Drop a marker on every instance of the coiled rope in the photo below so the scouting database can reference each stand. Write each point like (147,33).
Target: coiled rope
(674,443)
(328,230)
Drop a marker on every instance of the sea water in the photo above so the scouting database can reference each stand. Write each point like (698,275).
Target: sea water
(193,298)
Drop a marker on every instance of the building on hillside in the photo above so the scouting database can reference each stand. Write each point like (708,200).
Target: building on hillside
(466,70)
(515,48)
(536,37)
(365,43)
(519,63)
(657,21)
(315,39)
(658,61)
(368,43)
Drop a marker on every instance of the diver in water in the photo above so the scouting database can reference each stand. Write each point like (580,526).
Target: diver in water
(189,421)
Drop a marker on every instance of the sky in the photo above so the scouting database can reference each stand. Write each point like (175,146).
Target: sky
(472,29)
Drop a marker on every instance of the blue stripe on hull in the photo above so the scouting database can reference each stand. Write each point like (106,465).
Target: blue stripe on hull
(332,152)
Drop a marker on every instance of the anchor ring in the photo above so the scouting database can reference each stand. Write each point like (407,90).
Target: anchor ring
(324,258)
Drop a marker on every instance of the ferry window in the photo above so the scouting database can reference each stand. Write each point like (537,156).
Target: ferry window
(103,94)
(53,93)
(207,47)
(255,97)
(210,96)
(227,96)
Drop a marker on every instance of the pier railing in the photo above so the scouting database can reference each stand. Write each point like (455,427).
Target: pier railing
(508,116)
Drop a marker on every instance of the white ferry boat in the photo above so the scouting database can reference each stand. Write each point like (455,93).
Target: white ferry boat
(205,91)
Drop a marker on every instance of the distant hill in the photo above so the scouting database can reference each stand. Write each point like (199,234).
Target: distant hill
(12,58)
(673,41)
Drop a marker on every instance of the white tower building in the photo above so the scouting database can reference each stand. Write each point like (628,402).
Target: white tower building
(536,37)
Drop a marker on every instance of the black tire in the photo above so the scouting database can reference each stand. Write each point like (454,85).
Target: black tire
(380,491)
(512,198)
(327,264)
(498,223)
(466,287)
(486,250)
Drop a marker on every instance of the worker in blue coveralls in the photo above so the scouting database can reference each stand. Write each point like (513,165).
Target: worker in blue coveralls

────────────────────

DIRECTIONS |
Would you please copy out every line of the data exactly?

TASK SOLUTION |
Drop a marker on every instance of the coiled rope in the photo below so the scouting database can reference each stand. Write each point like (147,33).
Target: coiled rope
(674,443)
(328,230)
Drop a marker on every instance of the sea water in the photo above so the scouting database can reference each stand. Write each point like (698,275).
Target: sea water
(193,298)
Drop a marker on every instance of the building on hillside in the photo above so the scouting database can reference each stand. Write each point like (708,200).
Target: building on hillside
(466,70)
(515,48)
(536,37)
(365,43)
(519,63)
(657,21)
(315,39)
(658,61)
(368,43)
Drop a marker on every instance of the diver in water in the photo above so the scouting database can reference each stand. Write each point like (580,526).
Target: diver in water
(189,421)
Drop a marker on every instance of the sky in the photo above so the scouting database can reference each stand. Write each point like (175,146).
Target: sky
(472,29)
Drop a marker on every instance of the blue stripe on hull in the photo above so the scouting database can reference each stand. Write each point like (106,465).
Target: blue stripe on hull
(332,152)
Drop a marker on every instance of the anchor ring in the photo above so the scouting database can reference each stand. Write each point like (407,90).
Target: anchor ring
(324,258)
Drop a marker on every instance of the ferry window in the photo above so the scouting database can reference each stand. Write each point like (537,156).
Target: ferry window
(103,94)
(53,93)
(207,47)
(255,97)
(210,96)
(227,96)
Drop a marker on every instance of the pier railing in the photo above so the scouting database can reference each stand. Write each point like (455,427).
Target: pier railing
(508,116)
Drop a marker on every instance of the white ferry boat in the photo above so the scouting database can reference each stand. Write each point like (455,93).
Target: white ferry boat
(205,91)
Drop a marker on every instance of the distant hill in the photo above so the scouting database can reference each stand. Write each point like (199,234).
Target: distant hill
(12,58)
(673,41)
Drop a marker on every instance of the white tower building in the photo above so the scouting database can reference each stand. Write each point like (628,402).
Target: white tower building
(536,37)
Drop a marker on every instance of the black tire in the photo above so the scouting database can reference each stand. Write each point like (454,85).
Target: black tire
(380,491)
(512,198)
(327,264)
(498,223)
(466,287)
(486,250)
Drop a marker on every instance of the worker in blue coveralls in the photo above so the scouting database can reference each stand. Write each point like (513,165).
Target: worker in blue coveralls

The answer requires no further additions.